## [Kaynak metin]
↓
Avrupa İnsan Hakları Mahkemesinin ilk kez bir ülkeye kadını aile içi şiddetten koruyamama ve haklarını gözetmemekten dolayı suçlu bulmuş ve tazminat ödemekle cezalandırmıştır. Bu ülkenin Türkiye olması ne yazık ki üzücü bir gerçek olmakla beraber böyle bir sebeple anılmak utanç kaynağı olmaktadır. Opuz/Türkiye kararı şiddet anlamında önemli bir karardır. Aile içi şiddetin mevcut olduğu bu dava da ekonomik şiddetin varlığı bilinmemekte fakat İnsan Hakları mahkemesinin yaptırım gücünü anlamak bakımından Opuz davasını incelemek faydalı olacaktır.

Opuz davasında eş şiddetinden mağdur bir kadın ve annesi yer almakta olup yıllarca eşi tarafından pek çok şiddet türüne maruz kalmıştır. Bu şiddetler doğrultusunda davacı yetkililere ısrarla başvuru yapmış olup sonuç alamamıştır. Yetkili makamlarım ihmalleri doğrultusunda eş şiddeti sebebiyle annesi ölmüş ve kendisi ağır tehditler altında kalmıştır. Bütün yaşanan olaylar ışığında Türk mahkemelerinden yeterli korumayı sağlamayan başvurucu AİHM başvurmuş ve Türkiye 2., 3. ve 14. Maddeler doğrultusunda suçlu bulunmuştur. AİHM, Türk yetkililerinin kadını şiddete karşı koruyamaması ve kötü muameleye maruz kalması dışında ayrımcılığa maruz kaldığını tespit etmiş ve ceza vermiştir (Öncü, 2012: 17-18).
↑
## [Liste]
↓
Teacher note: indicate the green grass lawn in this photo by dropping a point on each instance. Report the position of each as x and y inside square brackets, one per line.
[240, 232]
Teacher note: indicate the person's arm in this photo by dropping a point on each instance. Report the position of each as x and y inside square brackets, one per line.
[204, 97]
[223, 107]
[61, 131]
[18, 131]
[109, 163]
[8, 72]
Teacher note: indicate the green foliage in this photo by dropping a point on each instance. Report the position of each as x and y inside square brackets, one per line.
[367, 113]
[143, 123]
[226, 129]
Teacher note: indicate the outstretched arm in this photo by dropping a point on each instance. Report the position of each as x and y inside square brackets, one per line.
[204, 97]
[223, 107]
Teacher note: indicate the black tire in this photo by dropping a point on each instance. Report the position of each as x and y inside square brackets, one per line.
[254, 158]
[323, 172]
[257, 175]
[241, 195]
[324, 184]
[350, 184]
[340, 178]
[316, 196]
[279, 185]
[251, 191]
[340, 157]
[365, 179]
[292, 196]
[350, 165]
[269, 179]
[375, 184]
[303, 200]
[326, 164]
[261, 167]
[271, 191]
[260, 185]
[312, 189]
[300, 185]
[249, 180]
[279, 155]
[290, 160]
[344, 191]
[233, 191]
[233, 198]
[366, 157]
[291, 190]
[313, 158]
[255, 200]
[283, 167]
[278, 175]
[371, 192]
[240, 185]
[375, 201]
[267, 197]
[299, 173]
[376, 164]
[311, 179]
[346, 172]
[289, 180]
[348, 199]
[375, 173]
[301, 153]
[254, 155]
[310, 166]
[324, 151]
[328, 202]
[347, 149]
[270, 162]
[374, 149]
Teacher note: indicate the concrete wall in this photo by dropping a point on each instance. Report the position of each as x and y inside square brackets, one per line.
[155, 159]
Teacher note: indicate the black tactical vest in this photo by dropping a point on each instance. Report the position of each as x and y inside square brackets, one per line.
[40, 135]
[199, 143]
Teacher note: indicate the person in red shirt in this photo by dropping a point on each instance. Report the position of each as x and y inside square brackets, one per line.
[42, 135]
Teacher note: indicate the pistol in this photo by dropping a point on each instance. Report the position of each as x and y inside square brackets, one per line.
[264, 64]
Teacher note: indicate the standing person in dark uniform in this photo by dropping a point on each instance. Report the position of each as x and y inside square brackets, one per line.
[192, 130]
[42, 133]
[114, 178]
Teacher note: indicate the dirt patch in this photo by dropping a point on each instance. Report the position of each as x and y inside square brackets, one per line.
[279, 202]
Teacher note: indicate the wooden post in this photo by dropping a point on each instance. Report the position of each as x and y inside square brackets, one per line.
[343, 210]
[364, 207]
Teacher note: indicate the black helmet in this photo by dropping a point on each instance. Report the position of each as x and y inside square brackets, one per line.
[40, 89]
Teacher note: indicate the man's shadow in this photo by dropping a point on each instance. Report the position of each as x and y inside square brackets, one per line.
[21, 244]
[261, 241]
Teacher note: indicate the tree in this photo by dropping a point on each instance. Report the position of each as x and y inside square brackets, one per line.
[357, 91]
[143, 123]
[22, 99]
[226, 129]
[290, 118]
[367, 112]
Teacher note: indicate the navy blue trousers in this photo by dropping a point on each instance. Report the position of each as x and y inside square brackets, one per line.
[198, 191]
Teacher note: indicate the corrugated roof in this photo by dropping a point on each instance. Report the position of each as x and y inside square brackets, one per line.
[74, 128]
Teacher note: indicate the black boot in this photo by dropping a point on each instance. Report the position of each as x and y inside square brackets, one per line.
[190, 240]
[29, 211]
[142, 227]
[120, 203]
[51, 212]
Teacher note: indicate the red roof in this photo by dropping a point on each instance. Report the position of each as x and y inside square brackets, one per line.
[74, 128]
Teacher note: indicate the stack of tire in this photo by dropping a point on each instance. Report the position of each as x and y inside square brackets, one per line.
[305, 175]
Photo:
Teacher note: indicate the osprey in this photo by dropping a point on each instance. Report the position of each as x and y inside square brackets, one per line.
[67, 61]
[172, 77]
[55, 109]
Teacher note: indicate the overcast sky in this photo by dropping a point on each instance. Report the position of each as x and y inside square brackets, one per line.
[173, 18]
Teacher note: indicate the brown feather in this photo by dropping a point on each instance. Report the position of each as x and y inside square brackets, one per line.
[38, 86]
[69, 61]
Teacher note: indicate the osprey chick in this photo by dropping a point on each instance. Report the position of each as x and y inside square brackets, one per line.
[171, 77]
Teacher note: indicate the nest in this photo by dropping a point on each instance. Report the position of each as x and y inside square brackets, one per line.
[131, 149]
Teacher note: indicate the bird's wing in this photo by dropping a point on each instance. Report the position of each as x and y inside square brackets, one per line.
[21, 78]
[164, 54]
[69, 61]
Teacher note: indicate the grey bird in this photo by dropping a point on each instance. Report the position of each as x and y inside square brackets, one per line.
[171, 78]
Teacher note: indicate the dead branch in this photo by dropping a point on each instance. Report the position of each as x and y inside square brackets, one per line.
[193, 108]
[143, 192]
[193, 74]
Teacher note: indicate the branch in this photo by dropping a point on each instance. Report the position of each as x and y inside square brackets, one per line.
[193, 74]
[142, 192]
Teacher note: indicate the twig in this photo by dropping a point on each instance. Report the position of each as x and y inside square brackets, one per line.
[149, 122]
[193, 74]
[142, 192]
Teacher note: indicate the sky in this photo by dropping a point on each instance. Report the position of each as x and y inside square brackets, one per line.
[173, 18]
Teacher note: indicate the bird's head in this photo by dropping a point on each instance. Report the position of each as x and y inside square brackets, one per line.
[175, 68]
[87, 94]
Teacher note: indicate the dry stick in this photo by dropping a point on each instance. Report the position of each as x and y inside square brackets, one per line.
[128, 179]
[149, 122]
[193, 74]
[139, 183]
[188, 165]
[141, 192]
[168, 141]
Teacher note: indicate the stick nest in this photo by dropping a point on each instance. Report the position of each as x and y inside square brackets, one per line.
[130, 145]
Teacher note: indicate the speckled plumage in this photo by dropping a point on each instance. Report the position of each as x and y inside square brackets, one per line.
↑
## [Görev]
Yukarıdaki Opuz davası metnini tamamen çıkarıp hiçbir şeyini değiştirmeden yaz.

## [Çözüm]
Avrupa İnsan Hakları Mahkemesinin ilk kez bir ülkeye kadını aile içi şiddetten koruyamama ve haklarını gözetmemekten dolayı suçlu bulmuş ve tazminat ödemekle cezalandırmıştır. Bu ülkenin Türkiye olması ne yazık ki üzücü bir gerçek olmakla beraber böyle bir sebeple anılmak utanç kaynağı olmaktadır. Opuz/Türkiye kararı şiddet anlamında önemli bir karardır. Aile içi şiddetin mevcut olduğu bu dava da ekonomik şiddetin varlığı bilinmemekte fakat İnsan Hakları mahkemesinin yaptırım gücünü anlamak bakımından Opuz davasını incelemek faydalı olacaktır.

Opuz davasında eş şiddetinden mağdur bir kadın ve annesi yer almakta olup yıllarca eşi tarafından pek çok şiddet türüne maruz kalmıştır. Bu şiddetler doğrultusunda davacı yetkililere ısrarla başvuru yapmış olup sonuç alamamıştır. Yetkili makamlarım ihmalleri doğrultusunda eş şiddeti sebebiyle annesi ölmüş ve kendisi ağır tehditler altında kalmıştır. Bütün yaşanan olaylar ışığında Türk mahkemelerinden yeterli korumayı sağlamayan başvurucu AİHM başvurmuş ve Türkiye 2., 3. ve 14. Maddeler doğrultusunda suçlu bulunmuştur. AİHM, Türk yetkililerinin kadını şiddete karşı koruyamaması ve kötü muameleye maruz kalması dışında ayrımcılığa maruz kaldığını tespit etmiş ve ceza vermiştir (Öncü, 2012: 17-18).